━━━━━ GIVEN RECORDS ━━━━━

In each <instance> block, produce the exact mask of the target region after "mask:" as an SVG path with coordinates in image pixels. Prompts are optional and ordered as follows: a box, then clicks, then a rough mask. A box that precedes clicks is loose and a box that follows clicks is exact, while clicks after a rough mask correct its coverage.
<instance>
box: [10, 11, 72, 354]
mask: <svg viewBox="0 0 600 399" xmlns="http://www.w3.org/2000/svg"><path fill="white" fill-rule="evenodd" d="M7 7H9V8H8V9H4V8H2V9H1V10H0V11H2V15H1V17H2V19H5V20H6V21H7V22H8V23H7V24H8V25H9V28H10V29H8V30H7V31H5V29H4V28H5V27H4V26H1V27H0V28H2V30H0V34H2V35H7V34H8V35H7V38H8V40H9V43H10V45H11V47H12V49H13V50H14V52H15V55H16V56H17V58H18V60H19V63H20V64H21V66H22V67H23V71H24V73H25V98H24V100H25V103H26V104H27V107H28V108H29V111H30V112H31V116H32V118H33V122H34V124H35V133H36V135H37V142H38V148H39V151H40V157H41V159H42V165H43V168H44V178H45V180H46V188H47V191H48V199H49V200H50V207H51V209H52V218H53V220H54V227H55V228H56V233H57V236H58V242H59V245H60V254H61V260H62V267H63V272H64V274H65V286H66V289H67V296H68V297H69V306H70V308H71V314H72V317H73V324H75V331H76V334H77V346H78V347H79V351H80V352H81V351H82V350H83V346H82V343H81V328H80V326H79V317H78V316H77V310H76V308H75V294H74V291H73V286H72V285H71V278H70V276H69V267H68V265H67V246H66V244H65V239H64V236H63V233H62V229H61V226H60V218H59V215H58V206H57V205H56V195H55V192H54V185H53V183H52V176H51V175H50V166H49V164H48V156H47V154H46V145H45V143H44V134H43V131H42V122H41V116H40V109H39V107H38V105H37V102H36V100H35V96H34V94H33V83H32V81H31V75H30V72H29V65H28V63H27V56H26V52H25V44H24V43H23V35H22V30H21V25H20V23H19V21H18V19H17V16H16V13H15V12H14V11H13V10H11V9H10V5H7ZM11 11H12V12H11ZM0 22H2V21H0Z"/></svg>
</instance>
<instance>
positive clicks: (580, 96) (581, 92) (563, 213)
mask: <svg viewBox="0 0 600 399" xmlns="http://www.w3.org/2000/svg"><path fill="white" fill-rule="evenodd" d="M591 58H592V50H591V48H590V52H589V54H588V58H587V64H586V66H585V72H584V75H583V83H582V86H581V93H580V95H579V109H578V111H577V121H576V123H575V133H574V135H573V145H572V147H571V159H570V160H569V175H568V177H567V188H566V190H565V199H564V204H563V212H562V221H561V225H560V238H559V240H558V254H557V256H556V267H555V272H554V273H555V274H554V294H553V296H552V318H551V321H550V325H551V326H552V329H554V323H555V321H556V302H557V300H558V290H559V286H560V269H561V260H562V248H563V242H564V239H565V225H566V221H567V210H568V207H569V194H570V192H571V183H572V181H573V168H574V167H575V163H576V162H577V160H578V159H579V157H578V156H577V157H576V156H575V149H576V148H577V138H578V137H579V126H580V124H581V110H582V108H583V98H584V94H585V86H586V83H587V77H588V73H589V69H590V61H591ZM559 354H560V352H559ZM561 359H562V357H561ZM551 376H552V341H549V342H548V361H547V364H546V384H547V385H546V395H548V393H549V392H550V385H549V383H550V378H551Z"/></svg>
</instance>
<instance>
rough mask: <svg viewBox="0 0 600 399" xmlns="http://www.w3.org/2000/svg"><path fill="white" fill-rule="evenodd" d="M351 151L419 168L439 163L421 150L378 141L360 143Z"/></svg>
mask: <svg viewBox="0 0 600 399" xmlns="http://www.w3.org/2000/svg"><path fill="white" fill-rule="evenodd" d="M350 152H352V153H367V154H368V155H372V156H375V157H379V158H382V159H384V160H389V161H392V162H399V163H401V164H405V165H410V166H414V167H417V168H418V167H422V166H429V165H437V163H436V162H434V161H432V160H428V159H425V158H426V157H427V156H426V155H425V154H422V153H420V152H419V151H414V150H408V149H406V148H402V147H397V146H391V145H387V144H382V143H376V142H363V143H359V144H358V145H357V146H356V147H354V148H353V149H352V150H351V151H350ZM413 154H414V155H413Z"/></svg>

━━━━━

## EXERCISE AIM:
Reproduce exactly, with nothing added, the lines from the one that contains "rough mask: <svg" to the end of the data.

## EXERCISE OUTPUT:
rough mask: <svg viewBox="0 0 600 399" xmlns="http://www.w3.org/2000/svg"><path fill="white" fill-rule="evenodd" d="M351 151L419 168L439 163L421 150L378 141L360 143Z"/></svg>
mask: <svg viewBox="0 0 600 399" xmlns="http://www.w3.org/2000/svg"><path fill="white" fill-rule="evenodd" d="M350 152H352V153H367V154H368V155H372V156H375V157H379V158H382V159H384V160H389V161H392V162H399V163H401V164H405V165H410V166H414V167H417V168H418V167H422V166H429V165H437V163H436V162H434V161H432V160H428V159H425V158H426V157H427V156H426V155H425V154H422V153H420V152H419V151H414V150H408V149H406V148H402V147H397V146H391V145H387V144H382V143H376V142H363V143H359V144H358V145H357V146H356V147H354V148H353V149H352V150H351V151H350ZM413 154H414V155H413Z"/></svg>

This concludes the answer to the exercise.